[Reading text]:
While ancient Egyptian royalty had slaves to pour water on them from above, it was the ancient Greeks who had the first showers, with proper plumbing and drainage. However, when the age of ancient civilization gave way to the “dark ages” the skills of engineering water flow were lost, and so was the shower.

Without a bit of plumbing, pipes, and either gravity or a pump, you can’t have a shower. You have to take the common bath, where you are reduced to trying to replicate a shower by scooping water in a jug and pouring it over your head. The bath requires a lot of water and for the user to be immersed in their own filth for the duration. I don’t like baths.

Medieval Europe appears to have seen a marked downturn in the popularity of not only showers, but bathing in general. There was a belief that being naked and the touch of water would make you ill. A belief no doubt promoted by the many perfume manufacturers that flourished to cover the stench of humanity among the well-to-do.

An English stove maker named William Feetham patented the first mechanical shower, operated by a hand pump, in 1767. The user pumped the water up to a container above their head and then pulled a chain that released a torrent. Good, in that you didn’t need someone else to take a shower, bad in that you then had to pump the same dirty water back up again. Plus, it sounds more like a toilet system than a shower to me. Despite being a stovemaker, Mr Feetham didn’t develop the hot water shower. That arrived in 1810, in the wonderfully pompously titled English Regency Shower. Again, strictly for the well-to-do.

In the mid-1800s, the re-invention of plumbing in Europe meant you could have an indoor shower. Military leaders were always looking for ways to keep their troops in the field fighting enemies rather than in bed fighting illnesses so armies across the continent built communal showers as a cheap and fast way of maintaining hygiene.

In the United States the shower, or “rain bath” as it was known, was a luxury only for the wealthy until the 20th century. Like the Kenny Needle Shower advertised in the New York Times in 1914 below, which shows a man seemingly enjoying the feel of the water spouts a little too much.

Is there a good shower? In most of the flats I lived in the shower was a bit of an add-on, an attachment that was fitted to the bath taps. You didn’t have a shower dial, rather a hot and cold tap that never quite seemed to go in sync. We’ve all experienced the frustration of a show that slips from ice-cold to burning hot and back, no matter how infinitesimal your turn of the dial. The only deal-sealer for me is the water pressure – a dribbly trickle is no way to enjoy a shower.

[Saved data entries]
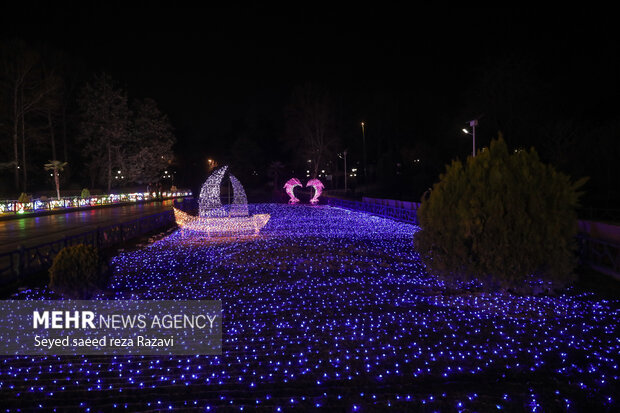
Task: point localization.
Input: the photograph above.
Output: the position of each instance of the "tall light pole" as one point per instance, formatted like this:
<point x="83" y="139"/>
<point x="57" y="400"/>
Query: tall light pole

[Directions]:
Write the next part of the article on the history of the shower, picking up after its final sentence. The records play no part in what follows.

[Result of this task]:
A survey from a few years ago found that a quarter of New Zealanders don’t shower or bathe every day, a figure my shower-loving brain finds unbelievable. But then if you don’t get dirty or perspire then showering every two to three days is okay (apparently).

Global bathroom accessory chain, Hansgrohe, discovered that the shower is a place of reflection and thought. A whopping 72% of us have new and innovative ideas in the shower and 14% of us solely take a shower to generate new ideas. Possibly because it’s the only place apart from the loo where we will not be disturbed.

I would like to point out the great work of non-profit organisation Orange Sky, who provide a free shower and laundry service for people experiencing homelessness. They run in Auckland and Wellington and are always looking for volunteers and/or donations.

Try the cold shower in the morning. Apart from shocking you awake, it will increase your heart rate and circulation. Apparently, it will also promote weight loss as you burn brown fat cells to warm you up. Though, I would probably try exercise before expecting to drop a few kilos by standing in a cold shower for hours. I also like to take an incredibly hot shower firing at the top of my spine. I slowly inch up the temperature until it is practically boiling so that the hot water landing below is scalding my butt. There is something visceral and primeval about this hot sensation searing the base of my brain. I assume I’m not alone in this.